--- TASK BRIEF ---
Reproduce the passage on the Nazirite vow word for word, between "He indulged his" and "is a trespass.", inclusive.

--- EXCERPTED PASSAGE ---
________________________________________

A Nazirite is, therefore, separated from worldly activities to focus on serving God alone. One of the most famous Nazarites in Scripture and described in today’s Haftarah (Prophetic portion) is the man with superhuman strength: Shimshon (Samson).
The angel of the Lord instructed Samson’s mother even before his birth to raise him as a Nazirite:
“Therefore be careful and drink no wine or strong drink, and eat nothing unclean, for behold, you shall conceive and bear a son. No razor shall come upon his head, for the child shall be a Nazirite to God from the womb, and he shall begin to save Israel from the hand of the Philistines.” (Judges 13:4–5)
This demonstrates the fact that God has a plan, a purpose and a destiny for a person even while still in the womb.
God also confirmed this when He said to the prophet Jeremiah, “Before I formed you in the womb I knew you; Before you were born I sanctified you; I ordained you a prophet to the nations.” (Jeremiah 1:5)
Sadly, Samson did not act with the humility and consecration required of his calling as a Nazirite.
He indulged his fleshly appetites and married a Philistine woman against his parent’s wishes, an act of rebellion that led to his downfall.
There is perhaps a curious connection between the law of the Nazirite and the law of the unfaithful wife, which are both discussed in this Parasha.
The laws of Sotah begin with a Hebrew word ma’al, meaning trespass or embezzlement. This emphasizes the sacredness of the vows of marriage by revealing that any spousal unfaithfulness is a trespass.
The first act of unfaithfulness toward God occurred in the Garden of Eden when Adam and Eve ate from the forbidden fruit.
Jewish tradition holds that the Tree of Knowledge was a vine with grapes, the ingredient of wine that a Nazir vows not to drink. This helps to keep him holy because under the influence of wine or strong drink, he may be more vulnerable to the temptation to sin against God.
Both the vow of marriage and the vow of the Nazirite are precious in God’s sight. As well, He expects us to keep our vows.
“When you make a vow to God, do not delay to fulfill it. He has no pleasure in fools; fulfill your vow. It is better not to make a vow than to make one and not fulfill it. Do not let your mouth lead you into sin. And do not protest to the temple messenger, ‘My vow was a mistake.’ Why should God be angry at what you say and destroy the work of your hands?” (Ecclesiastes 5:4–6)
Finding Peace for Our Lives: The Aaronic Benediction (Birkat Kohanim)
“Tell Aaron and his sons, ‘This is how you are to bless the Israelites.’” (Numbers 6:23)
This portion of Scripture provides the important priestly blessing called the Aaronic Benediction (Birkat Kohanim). It is also known as Nesi’at Kapayim(lifting of the hands) because the priests release the blessings with uplifted hands.
Only adult males over Bar Mitzvah age (13 and up) who are descendants of Aaron perform this benediction and only in the presence of a minyan (a quota of 10 adult males).
Although a minyan consists of only males in Orthodox Judaism, more liberal sects allow for the inclusion of women.
According to Jewish custom, the Kohen (priest) may not recite the blessing under the influence of alcohol or after the recent death of a close relative. Other conditions disqualify a Kohen from participating in the reciting of this special blessing, including a serious speech impediment, having taken a human life, blindness, or marriage to a disqualifying woman (e.g., a descendant of Aaron is forbidden to marry a divorcee; his wife must be a virgin).

________________________________________

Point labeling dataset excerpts

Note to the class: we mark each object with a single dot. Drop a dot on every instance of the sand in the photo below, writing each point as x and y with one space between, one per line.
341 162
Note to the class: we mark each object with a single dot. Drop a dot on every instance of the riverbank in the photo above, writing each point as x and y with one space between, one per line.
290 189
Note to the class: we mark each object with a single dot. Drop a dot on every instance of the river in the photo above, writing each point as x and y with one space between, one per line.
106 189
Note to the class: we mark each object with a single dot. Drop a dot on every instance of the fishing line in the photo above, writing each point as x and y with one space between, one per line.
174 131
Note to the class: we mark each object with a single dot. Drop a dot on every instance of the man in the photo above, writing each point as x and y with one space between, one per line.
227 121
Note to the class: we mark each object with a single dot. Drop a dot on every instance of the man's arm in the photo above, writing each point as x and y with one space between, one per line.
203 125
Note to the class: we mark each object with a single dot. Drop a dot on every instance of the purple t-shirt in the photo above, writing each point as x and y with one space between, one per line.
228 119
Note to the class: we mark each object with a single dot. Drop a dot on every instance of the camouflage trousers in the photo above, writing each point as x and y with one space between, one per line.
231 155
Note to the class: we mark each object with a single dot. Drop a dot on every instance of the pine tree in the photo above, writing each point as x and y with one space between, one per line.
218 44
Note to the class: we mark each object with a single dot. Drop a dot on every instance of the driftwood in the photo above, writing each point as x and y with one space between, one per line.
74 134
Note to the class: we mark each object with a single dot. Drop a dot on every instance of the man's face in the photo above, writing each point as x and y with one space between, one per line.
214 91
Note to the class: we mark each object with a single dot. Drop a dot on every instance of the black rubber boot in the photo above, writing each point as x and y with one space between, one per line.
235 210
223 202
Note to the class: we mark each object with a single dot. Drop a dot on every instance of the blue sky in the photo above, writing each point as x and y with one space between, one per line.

________________________________________

--- COMPLETE OUTPUT ---
He indulged his fleshly appetites and married a Philistine woman against his parent’s wishes, an act of rebellion that led to his downfall.
There is perhaps a curious connection between the law of the Nazirite and the law of the unfaithful wife, which are both discussed in this Parasha.
The laws of Sotah begin with a Hebrew word ma’al, meaning trespass or embezzlement. This emphasizes the sacredness of the vows of marriage by revealing that any spousal unfaithfulness is a trespass.